Collection entries:
===
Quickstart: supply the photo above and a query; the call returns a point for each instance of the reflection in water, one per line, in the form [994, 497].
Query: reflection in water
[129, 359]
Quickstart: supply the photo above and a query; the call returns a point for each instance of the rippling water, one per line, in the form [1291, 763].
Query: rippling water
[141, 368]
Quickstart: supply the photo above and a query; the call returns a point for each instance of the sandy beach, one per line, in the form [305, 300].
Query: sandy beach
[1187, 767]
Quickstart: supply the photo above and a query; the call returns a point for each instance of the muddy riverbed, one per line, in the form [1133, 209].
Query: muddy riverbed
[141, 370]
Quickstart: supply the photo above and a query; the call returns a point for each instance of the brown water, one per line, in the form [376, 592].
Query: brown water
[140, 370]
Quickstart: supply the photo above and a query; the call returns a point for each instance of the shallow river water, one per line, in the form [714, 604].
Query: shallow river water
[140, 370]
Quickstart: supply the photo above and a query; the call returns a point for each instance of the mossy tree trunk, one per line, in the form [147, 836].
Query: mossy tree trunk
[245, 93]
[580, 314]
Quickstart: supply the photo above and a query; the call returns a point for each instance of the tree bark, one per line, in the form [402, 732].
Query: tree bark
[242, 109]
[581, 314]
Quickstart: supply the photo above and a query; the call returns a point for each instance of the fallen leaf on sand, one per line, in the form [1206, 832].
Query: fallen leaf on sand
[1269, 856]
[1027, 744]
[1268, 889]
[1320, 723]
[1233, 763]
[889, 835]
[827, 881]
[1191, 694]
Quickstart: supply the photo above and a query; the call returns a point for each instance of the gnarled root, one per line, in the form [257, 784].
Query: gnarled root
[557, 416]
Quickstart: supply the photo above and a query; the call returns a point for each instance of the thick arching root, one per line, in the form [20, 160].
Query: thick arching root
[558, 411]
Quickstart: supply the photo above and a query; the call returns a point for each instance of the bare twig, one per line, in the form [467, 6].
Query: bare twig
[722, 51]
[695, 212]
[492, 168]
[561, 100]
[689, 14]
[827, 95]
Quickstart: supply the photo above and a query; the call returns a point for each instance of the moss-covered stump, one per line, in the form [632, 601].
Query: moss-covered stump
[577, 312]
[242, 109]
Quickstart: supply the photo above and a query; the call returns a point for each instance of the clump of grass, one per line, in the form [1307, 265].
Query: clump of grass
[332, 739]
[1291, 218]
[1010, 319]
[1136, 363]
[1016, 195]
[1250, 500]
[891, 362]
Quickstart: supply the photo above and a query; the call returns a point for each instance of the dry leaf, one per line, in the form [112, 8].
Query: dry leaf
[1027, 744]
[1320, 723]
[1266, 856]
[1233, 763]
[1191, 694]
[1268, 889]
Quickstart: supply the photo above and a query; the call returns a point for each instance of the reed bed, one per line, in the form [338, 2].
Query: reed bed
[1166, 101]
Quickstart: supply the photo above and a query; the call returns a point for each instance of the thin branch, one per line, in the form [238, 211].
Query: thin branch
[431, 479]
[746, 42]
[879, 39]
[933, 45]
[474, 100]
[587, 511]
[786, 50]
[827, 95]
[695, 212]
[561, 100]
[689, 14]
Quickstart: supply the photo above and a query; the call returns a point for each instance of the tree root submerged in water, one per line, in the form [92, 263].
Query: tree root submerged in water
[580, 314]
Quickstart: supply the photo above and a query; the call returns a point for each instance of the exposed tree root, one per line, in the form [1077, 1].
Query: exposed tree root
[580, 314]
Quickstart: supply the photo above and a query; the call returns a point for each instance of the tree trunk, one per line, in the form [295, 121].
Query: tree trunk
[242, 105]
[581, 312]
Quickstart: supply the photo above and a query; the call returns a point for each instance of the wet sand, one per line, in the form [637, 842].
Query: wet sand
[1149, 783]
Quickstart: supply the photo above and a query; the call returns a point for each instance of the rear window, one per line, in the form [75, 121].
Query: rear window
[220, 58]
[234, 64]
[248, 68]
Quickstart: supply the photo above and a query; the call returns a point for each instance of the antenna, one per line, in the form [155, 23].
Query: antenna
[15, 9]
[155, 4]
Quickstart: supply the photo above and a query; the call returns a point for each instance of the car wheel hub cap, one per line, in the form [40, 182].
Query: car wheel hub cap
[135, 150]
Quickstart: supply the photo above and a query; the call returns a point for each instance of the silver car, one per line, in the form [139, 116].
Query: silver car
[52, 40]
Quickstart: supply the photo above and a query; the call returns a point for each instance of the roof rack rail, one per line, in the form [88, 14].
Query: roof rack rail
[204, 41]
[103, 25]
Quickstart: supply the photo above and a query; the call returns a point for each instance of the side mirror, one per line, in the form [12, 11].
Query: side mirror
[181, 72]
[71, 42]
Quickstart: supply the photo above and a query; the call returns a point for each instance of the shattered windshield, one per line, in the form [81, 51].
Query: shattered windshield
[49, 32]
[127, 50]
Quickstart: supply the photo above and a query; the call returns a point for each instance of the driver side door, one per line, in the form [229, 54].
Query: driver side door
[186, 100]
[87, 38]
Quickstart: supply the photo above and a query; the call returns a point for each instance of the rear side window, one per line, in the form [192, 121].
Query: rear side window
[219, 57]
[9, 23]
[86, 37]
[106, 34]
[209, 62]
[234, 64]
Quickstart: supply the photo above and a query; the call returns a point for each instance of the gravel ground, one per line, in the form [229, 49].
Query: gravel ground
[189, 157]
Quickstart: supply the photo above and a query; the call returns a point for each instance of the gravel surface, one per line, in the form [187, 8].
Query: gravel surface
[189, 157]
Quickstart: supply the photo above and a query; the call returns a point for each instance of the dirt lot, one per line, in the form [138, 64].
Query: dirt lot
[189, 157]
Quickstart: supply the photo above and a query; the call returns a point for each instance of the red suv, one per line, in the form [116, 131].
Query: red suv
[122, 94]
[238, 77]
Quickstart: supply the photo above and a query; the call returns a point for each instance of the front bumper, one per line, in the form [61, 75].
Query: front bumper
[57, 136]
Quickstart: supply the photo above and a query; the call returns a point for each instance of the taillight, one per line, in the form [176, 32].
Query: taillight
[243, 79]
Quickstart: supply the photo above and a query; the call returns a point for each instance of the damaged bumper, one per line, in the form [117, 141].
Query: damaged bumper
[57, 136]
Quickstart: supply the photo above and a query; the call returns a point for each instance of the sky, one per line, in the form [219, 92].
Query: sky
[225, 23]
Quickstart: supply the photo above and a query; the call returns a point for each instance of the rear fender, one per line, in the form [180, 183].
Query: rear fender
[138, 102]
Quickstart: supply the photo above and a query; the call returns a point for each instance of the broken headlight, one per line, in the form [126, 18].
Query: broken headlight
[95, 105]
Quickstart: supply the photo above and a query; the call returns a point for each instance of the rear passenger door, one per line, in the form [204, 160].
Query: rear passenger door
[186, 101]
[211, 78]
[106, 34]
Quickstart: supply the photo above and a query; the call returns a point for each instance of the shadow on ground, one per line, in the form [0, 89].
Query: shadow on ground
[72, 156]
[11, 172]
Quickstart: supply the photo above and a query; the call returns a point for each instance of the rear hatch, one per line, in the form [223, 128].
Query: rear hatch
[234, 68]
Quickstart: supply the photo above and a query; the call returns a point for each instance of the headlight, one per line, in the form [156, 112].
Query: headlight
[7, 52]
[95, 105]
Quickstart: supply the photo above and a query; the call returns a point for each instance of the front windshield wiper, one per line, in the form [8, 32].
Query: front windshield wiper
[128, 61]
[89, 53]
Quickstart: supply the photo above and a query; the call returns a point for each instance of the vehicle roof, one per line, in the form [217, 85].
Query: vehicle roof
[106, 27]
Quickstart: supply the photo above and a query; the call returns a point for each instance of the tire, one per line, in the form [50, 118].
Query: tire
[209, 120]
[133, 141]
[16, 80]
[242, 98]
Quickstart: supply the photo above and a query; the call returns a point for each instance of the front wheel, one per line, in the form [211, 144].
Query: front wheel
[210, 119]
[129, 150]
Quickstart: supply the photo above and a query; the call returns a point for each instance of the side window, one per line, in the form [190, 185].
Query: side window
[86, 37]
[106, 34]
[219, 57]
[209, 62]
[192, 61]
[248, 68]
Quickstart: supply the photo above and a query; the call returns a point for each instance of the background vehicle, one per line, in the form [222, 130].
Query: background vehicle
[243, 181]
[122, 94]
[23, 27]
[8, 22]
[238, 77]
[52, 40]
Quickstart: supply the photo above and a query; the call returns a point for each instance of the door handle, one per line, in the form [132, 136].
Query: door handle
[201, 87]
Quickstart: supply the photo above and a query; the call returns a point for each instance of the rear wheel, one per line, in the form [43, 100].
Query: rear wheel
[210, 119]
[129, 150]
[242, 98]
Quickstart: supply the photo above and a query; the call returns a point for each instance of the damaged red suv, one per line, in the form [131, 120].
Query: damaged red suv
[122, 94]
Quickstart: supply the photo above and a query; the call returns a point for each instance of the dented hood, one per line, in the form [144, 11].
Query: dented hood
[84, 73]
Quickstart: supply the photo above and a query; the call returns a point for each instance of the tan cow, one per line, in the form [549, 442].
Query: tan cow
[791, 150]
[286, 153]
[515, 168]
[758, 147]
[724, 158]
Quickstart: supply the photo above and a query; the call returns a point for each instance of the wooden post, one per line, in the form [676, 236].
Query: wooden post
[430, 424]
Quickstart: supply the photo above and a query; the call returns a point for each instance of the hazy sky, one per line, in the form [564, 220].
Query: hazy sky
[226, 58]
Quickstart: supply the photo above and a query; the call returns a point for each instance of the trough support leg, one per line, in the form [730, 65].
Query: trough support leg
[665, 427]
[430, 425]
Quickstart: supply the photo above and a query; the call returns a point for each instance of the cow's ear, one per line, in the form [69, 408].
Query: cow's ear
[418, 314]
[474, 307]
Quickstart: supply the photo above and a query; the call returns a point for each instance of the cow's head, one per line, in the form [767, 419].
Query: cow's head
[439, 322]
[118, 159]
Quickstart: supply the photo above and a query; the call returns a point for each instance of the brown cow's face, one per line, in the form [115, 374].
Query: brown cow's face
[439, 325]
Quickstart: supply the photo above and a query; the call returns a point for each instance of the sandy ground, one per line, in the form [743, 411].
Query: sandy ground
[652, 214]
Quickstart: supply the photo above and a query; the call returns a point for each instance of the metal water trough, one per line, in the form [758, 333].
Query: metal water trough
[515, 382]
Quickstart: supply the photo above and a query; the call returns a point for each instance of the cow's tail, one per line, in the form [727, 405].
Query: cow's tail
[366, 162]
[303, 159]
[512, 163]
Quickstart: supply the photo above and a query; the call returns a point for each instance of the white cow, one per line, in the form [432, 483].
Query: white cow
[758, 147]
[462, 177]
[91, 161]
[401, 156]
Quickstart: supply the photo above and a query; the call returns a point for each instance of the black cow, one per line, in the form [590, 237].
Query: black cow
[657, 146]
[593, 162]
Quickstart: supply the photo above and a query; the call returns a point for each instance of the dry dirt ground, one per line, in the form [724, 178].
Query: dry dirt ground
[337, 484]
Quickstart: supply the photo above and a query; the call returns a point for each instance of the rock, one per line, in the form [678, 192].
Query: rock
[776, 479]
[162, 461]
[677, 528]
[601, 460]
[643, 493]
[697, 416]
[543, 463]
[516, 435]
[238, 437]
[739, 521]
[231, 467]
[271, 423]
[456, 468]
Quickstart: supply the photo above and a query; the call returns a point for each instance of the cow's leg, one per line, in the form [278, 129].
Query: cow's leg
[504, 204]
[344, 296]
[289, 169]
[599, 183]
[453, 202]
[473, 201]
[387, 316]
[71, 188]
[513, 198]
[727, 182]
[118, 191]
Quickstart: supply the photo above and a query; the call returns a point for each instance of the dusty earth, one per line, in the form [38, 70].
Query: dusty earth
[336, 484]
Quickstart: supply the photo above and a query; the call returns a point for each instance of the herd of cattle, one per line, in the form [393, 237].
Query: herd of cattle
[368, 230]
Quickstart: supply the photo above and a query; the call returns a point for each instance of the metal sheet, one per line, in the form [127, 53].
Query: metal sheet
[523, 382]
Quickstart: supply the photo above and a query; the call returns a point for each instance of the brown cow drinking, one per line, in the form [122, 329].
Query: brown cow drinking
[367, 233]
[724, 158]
===
Required action: I'd like the lines above from the one with "Query: front wheel" up to and including the one with "form [190, 185]." copied exactly, with no other lines.

Output for this exercise:
Query: front wheel
[210, 119]
[129, 150]
Quickstart: supply the photo above and a query; the call returns a point for each instance of the side window, one per line, in the form [190, 185].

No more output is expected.